**EXERCISE:** From the line with "what's up, just wondering if you could detect the bird's wing" through the final line of the entries below, write out each line exactly and nothing else.

[Records drawn from a dataset]
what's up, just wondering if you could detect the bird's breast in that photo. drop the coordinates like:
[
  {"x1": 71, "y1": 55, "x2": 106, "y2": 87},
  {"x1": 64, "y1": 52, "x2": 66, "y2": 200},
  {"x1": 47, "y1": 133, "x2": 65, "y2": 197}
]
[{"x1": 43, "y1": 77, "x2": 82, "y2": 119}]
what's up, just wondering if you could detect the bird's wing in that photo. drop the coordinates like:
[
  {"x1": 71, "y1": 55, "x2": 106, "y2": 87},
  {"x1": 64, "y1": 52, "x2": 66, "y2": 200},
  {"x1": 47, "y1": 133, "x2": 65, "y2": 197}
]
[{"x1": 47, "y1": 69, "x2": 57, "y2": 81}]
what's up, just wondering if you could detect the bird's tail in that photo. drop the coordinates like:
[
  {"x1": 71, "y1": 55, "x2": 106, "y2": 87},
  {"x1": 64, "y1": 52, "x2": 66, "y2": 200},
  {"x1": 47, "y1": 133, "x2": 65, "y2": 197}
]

**TASK OUTPUT:**
what's up, just wondering if you could detect the bird's wing in that photo. drop the coordinates like:
[
  {"x1": 71, "y1": 55, "x2": 106, "y2": 87},
  {"x1": 64, "y1": 52, "x2": 66, "y2": 200},
  {"x1": 47, "y1": 133, "x2": 65, "y2": 197}
]
[{"x1": 47, "y1": 69, "x2": 57, "y2": 81}]
what's up, just wondering if you could detect the bird's tail in that photo. drop the coordinates like:
[
  {"x1": 71, "y1": 55, "x2": 106, "y2": 87},
  {"x1": 64, "y1": 52, "x2": 66, "y2": 200},
  {"x1": 47, "y1": 133, "x2": 65, "y2": 197}
]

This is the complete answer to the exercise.